(Referring expression data)
:::
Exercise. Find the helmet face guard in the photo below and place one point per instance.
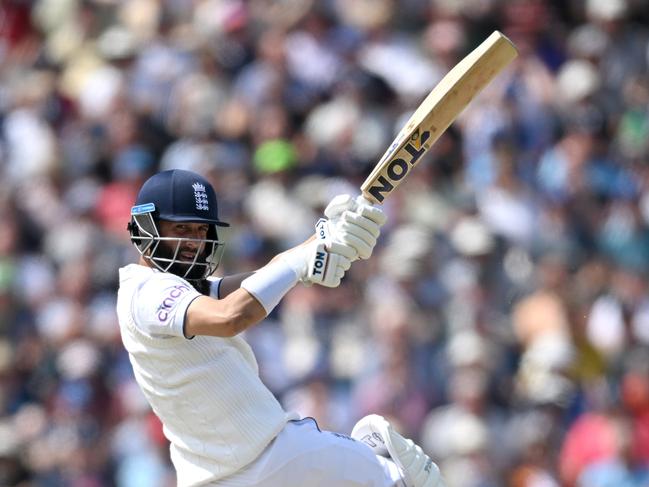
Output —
(163, 253)
(179, 196)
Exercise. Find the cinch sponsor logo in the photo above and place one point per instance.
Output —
(398, 168)
(170, 300)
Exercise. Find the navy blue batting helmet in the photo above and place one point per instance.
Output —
(180, 196)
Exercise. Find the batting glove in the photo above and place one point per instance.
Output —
(320, 263)
(353, 222)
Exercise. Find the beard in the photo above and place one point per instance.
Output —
(191, 271)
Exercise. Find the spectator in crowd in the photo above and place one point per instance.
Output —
(521, 307)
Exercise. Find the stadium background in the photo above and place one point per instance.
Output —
(502, 322)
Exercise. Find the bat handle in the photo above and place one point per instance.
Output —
(362, 200)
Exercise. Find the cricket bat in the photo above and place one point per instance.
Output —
(438, 110)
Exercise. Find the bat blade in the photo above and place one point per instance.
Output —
(436, 113)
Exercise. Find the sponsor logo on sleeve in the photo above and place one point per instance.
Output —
(170, 300)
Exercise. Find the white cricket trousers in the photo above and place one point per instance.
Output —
(303, 456)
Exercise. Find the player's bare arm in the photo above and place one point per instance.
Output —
(225, 317)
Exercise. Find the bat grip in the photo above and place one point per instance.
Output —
(362, 200)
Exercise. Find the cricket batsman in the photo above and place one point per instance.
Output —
(182, 330)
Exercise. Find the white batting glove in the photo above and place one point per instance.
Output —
(353, 222)
(321, 263)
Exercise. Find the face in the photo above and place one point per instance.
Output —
(187, 249)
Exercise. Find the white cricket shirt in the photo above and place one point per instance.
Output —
(215, 410)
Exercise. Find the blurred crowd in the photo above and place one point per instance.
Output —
(503, 320)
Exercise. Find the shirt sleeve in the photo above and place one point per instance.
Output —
(161, 304)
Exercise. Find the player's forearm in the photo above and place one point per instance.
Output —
(229, 284)
(225, 317)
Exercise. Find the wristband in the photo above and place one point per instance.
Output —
(270, 283)
(215, 287)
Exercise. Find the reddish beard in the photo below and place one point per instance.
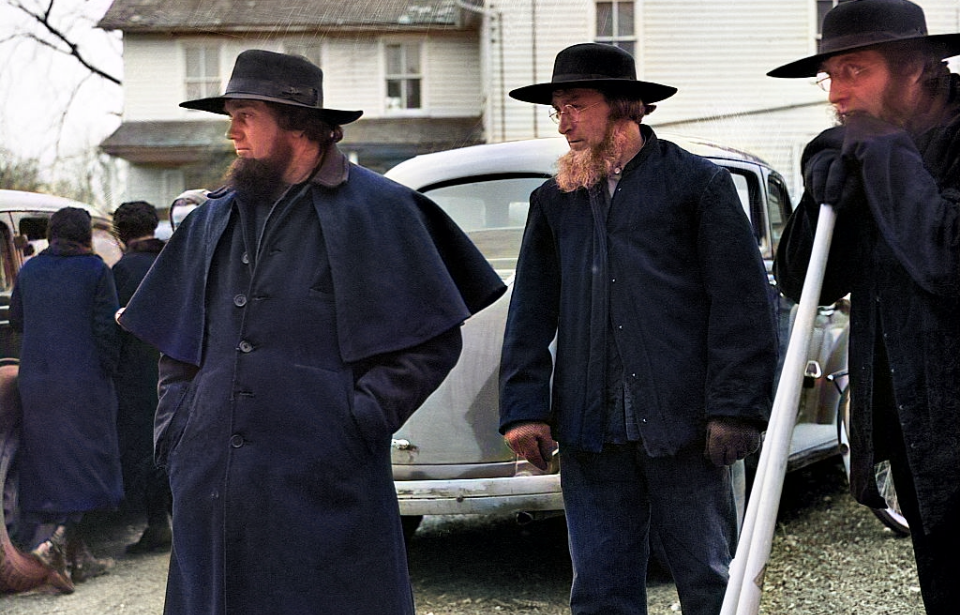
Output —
(261, 179)
(587, 168)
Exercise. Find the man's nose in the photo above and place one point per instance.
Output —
(837, 91)
(231, 131)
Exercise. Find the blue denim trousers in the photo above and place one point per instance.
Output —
(616, 498)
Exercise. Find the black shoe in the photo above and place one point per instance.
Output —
(156, 537)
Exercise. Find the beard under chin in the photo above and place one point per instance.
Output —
(256, 180)
(587, 168)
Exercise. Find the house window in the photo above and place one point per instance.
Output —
(202, 71)
(404, 76)
(615, 25)
(823, 7)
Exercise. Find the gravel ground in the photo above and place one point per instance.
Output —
(829, 556)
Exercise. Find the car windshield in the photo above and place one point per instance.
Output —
(492, 212)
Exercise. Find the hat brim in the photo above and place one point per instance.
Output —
(216, 105)
(948, 45)
(647, 91)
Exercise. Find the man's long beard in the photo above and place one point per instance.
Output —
(259, 180)
(586, 168)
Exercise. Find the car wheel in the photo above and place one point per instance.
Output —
(891, 515)
(410, 524)
(18, 571)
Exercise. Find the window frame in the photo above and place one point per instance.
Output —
(627, 42)
(209, 85)
(403, 77)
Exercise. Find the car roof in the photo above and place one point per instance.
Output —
(18, 200)
(526, 157)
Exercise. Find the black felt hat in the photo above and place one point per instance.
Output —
(596, 66)
(275, 77)
(867, 23)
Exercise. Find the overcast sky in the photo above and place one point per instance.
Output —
(49, 105)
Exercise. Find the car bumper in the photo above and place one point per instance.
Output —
(480, 495)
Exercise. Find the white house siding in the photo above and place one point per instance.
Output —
(352, 65)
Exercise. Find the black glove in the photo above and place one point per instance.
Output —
(829, 174)
(730, 439)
:::
The lines you return should be those above that contain the word "shirt", every one of them.

Result for this exercise:
Exercise. Find the white cricket shirt in the photo above and place one point per instance.
Exercise. Find the shirt sleeve in the photo above and place one point per instance.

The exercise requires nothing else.